EXTRACT TO READ:
────────
It was not necessarily my mother’s career in law enforcement that caused our initial rift, but it was all tied in to how she had to use her badge as a shield, as a uniformly colored Dreamcoat to protect herself from anyone who could do her harm. Subconsciously, she knew that her black son could grow into a dangerous man, one who could bring pain into her life, or one she would be forced to eradicate with an American-bred bullet.
The thing about a cold war with your mother is that there’s always collateral damage. I blamed my mother for picking my sister as her favorite, the one she would mold in her own image. In the absence of breathing room to be who I wanted to be, to find myself, I blamed my mother for the distance between us. I insisted that she had failed me as a mother and as close as my sister and I had been in our youth, I knew that she was destined to follow in my mother’s footsteps. She was being groomed as the heir apparent.
So when I realized I was gay, that Milwaukee would smother me and burn every canvas I could ever use to paint a single work of art, I fled at the first opportunity — to Loyola University-Chicago, 90.2 miles from home, where I could fumble through my own personal Minos labyrinth and figure out whatever it meant to be a gay black male in America.
“Like any artist without an art form, she became dangerous.” — Toni Morrison, Sula
My sister, a gifted and intelligent woman, had no such aspirations: She had no art form that had ever been determined. She had no outlet for that which banged within her rib cage every day, searching for an exit. And as such, the way out of her personal chains was to join law enforcement. In the times when she struggled with her identity, she fell in with a crowd of similar unrealized artists. She was often in trouble with the law — sometimes earned, sometimes a victim of profiling (to make myself feel better I told myself it was because of her manner of dress — I was a victim of respectability politics then). She began her career as a correctional officer and moved to Texas, but returned home shortly after. I had a creative outlet to keep my family close and yet far away at the time. I wrote about them, keeping my sentiment and family ties confined to a computer document. My sister had no such outlet and craved her familial ties. When she returned to Milwaukee, she still needed the strength to escape her chains. My mother’s tenure as a sheriff inspired my sister to apply to be a police officer. It was a natural progression of her search for any type of strength or power.
Years earlier, on a chilly autumn afternoon, I stood by a behemoth of a fountain at Loyola University-Chicago’s campus, where a tarot card reader once disoriented me with circular logic about the obstacles I needed to confront in my life. Her words had long faded, but her face remained burned into my mind as the phone in my jeans vibrated with a call from my sister.
────────
WRITTEN TASK:
Please pick up the family memoir about the writer's mother and sister in law enforcement after its last sentence and continue it.
────────
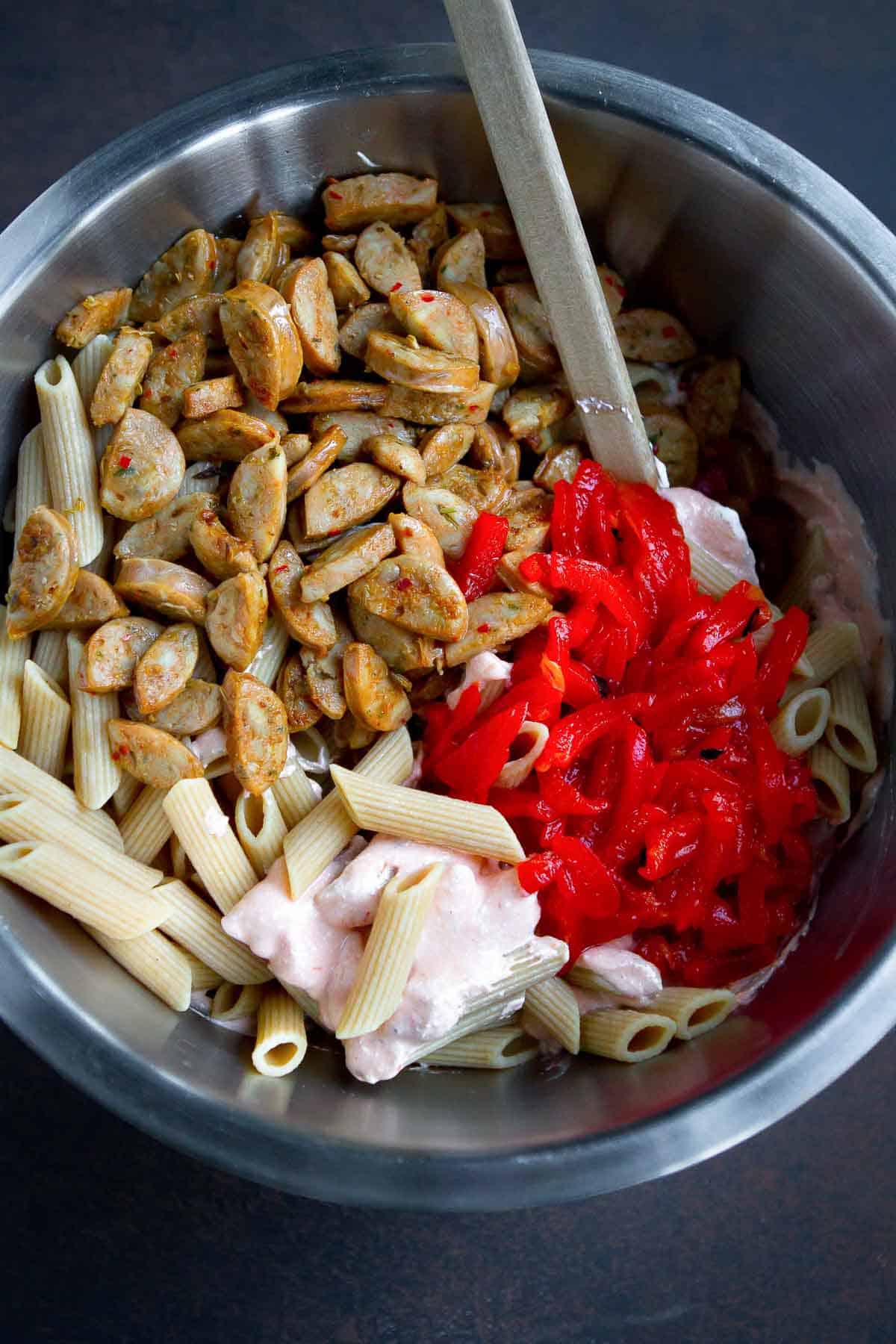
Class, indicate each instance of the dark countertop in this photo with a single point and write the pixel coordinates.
(114, 1238)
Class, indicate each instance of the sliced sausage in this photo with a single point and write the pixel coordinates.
(43, 571)
(401, 359)
(497, 352)
(188, 268)
(347, 559)
(166, 667)
(496, 618)
(235, 621)
(262, 340)
(199, 706)
(401, 650)
(121, 376)
(198, 314)
(90, 603)
(415, 594)
(152, 756)
(113, 651)
(461, 258)
(166, 535)
(496, 226)
(653, 336)
(414, 537)
(314, 463)
(141, 468)
(223, 436)
(292, 688)
(220, 553)
(393, 196)
(358, 327)
(309, 623)
(371, 692)
(171, 589)
(214, 394)
(96, 314)
(169, 374)
(448, 517)
(347, 287)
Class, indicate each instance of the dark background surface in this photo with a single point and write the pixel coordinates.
(108, 1236)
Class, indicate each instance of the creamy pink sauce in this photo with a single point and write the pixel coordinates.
(479, 915)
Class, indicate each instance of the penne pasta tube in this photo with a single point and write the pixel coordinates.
(146, 827)
(25, 819)
(849, 730)
(296, 794)
(555, 1008)
(267, 663)
(46, 718)
(429, 818)
(280, 1035)
(626, 1034)
(196, 927)
(151, 959)
(20, 776)
(802, 721)
(206, 835)
(326, 831)
(69, 450)
(80, 887)
(33, 482)
(52, 656)
(13, 655)
(87, 366)
(830, 777)
(388, 952)
(233, 1003)
(694, 1011)
(496, 1048)
(97, 776)
(260, 830)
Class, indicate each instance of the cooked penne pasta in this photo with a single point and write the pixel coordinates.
(196, 927)
(87, 366)
(496, 1048)
(234, 1003)
(388, 953)
(554, 1007)
(830, 777)
(207, 836)
(46, 718)
(296, 794)
(33, 482)
(280, 1035)
(13, 655)
(849, 729)
(97, 776)
(428, 818)
(802, 721)
(20, 776)
(260, 828)
(52, 656)
(694, 1011)
(77, 886)
(146, 827)
(156, 962)
(626, 1034)
(69, 449)
(326, 831)
(26, 819)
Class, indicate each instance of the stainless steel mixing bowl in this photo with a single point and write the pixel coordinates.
(751, 243)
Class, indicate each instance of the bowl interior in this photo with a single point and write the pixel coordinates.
(758, 250)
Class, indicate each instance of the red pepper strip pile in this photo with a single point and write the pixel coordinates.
(660, 806)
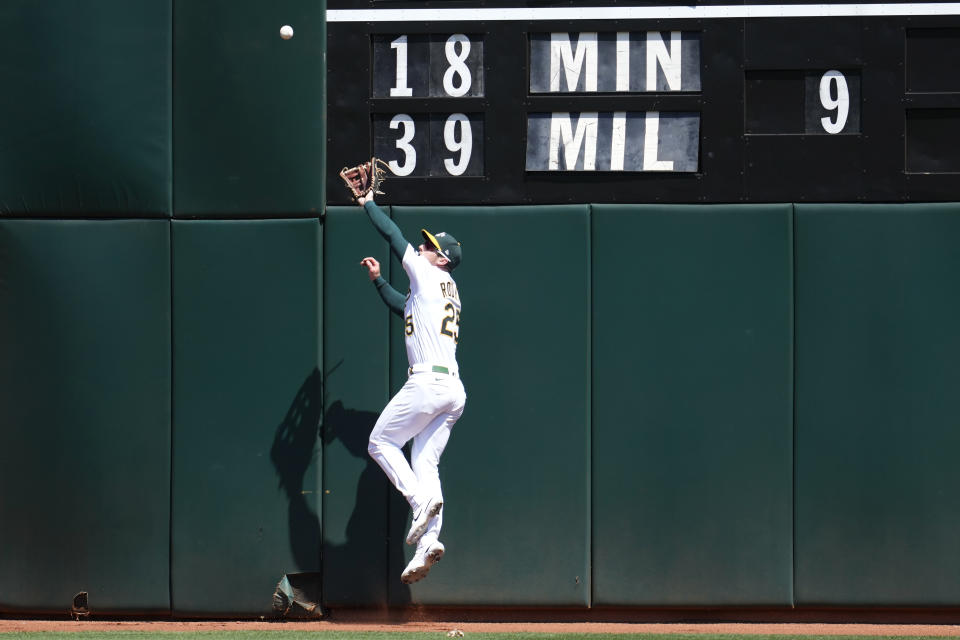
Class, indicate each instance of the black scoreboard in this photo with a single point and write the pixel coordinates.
(510, 103)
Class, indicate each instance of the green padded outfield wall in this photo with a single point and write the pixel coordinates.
(246, 411)
(85, 414)
(516, 469)
(878, 369)
(692, 405)
(86, 115)
(356, 388)
(249, 108)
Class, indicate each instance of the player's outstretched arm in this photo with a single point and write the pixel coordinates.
(390, 296)
(386, 227)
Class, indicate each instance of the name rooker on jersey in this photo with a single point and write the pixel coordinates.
(449, 290)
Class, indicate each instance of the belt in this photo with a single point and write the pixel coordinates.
(431, 368)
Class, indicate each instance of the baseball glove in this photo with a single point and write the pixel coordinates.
(365, 178)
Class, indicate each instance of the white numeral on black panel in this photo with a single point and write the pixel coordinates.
(430, 144)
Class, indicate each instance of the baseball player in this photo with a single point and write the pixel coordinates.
(432, 399)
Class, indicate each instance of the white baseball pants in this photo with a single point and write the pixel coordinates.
(424, 410)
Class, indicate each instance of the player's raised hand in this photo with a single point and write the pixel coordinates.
(373, 267)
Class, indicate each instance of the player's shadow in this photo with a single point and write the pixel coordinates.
(365, 568)
(355, 571)
(294, 447)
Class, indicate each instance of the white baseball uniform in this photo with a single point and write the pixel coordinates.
(433, 398)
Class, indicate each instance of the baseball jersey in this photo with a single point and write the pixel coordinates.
(431, 313)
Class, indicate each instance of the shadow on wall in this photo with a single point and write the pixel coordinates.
(357, 565)
(294, 445)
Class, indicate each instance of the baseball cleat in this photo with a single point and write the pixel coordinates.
(419, 566)
(422, 517)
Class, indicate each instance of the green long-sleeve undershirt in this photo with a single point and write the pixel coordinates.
(387, 228)
(390, 296)
(398, 244)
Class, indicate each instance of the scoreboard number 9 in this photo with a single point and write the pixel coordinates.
(430, 144)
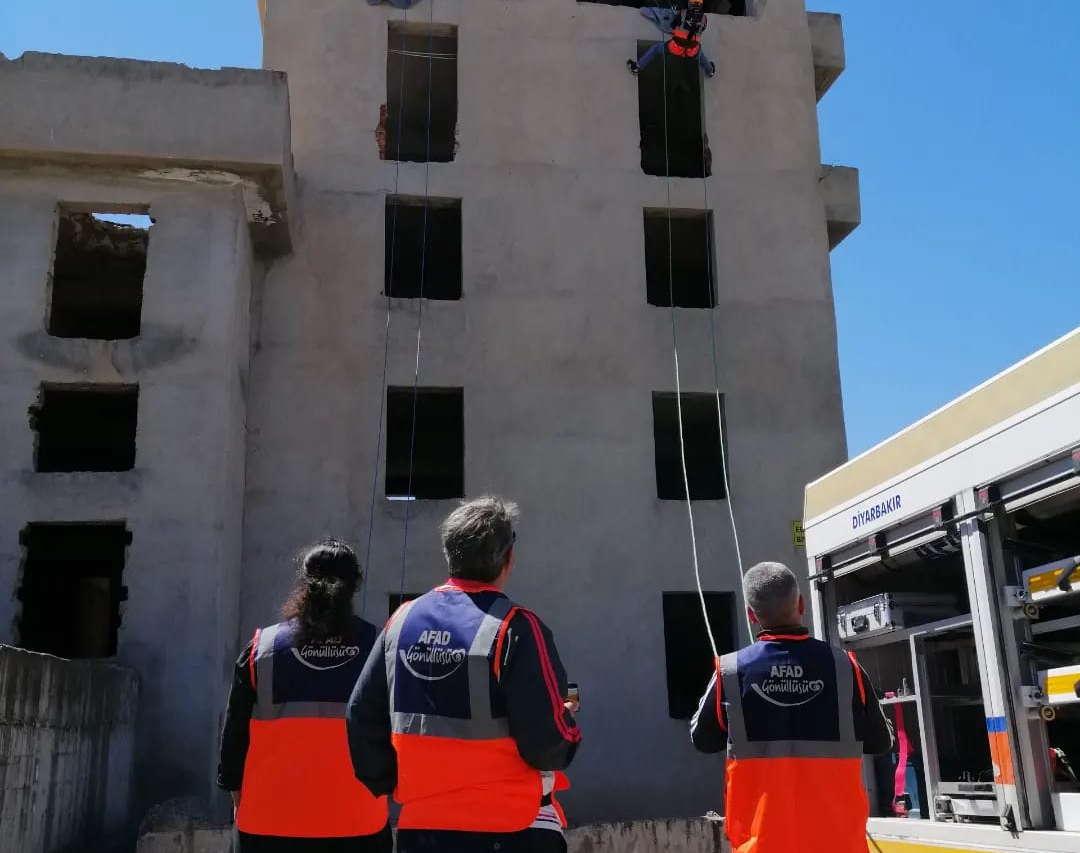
────────
RESULT OF THIS EXERCISE:
The words come blunt and quickly. “I’m gay, Ira,” she said. I didn’t hear her the first time. She was speaking through sobs. The crashing water beside me and the flurry of student activity surrounding me made it hard — shit, made it impossible to take all this in. I sat down on the edge of the fountain and selfishly began to think about myself. Why would my sister decide to come out to me? Had she figured out something about me I’d struggled so hard to maintain in my hometown? Was she the only person in my family who could see my true self?
No, she had no kinship with me other than the perfunctory one Sister Sledge sang about. We were family. She was my sister and I was her brother. And in the event that your mother discovers a surreptitious note you scribbled to a burgeoning love, and in turn discovers that the daughter she molded out of her dreams for a better life than her own is a lesbian, the only person you can call is your brother who’s pulled a reverse-prodigal son and fled from home the first chance he got.
My mother, hardly a religious woman except in the act of maintaining the status quo of a black woman in America, was offended by my sister’s “sin.” My mother, hardly the most attentive while my sister went through the motions of a juvenile delinquent, was offended by my sister’s “betrayal of our values.” “Your sister’s a lesbian.” That was the call I received from my mother. It was icier and lacked any desperation, but I could still feel gutted from the subtext of her phone call.
It was then that I was given the chance to be a canvas. My sister had discovered her gifts and it was my turn to be a teacher, a muse, allow her the opportunity to paint freely. All I had to do was come out to my sister, tell her that we were one, that we not only shared the same blood, we shared the same soul.
I couldn’t do it. I didn’t come out for another five years.
Before my sister laid her support for Darren Wilson on Facebook, she called me one evening and asked me for my address. She had to list me on her application for the Milwaukee Police Department. I allowed her to list me as a reference because I still love the women in my life, despite us being on the opposite side of a fight we did not create. I want them to be safe and they want me to be safe, but I think about what would happen if I were in the line of police fire. Would I be mourned only in private?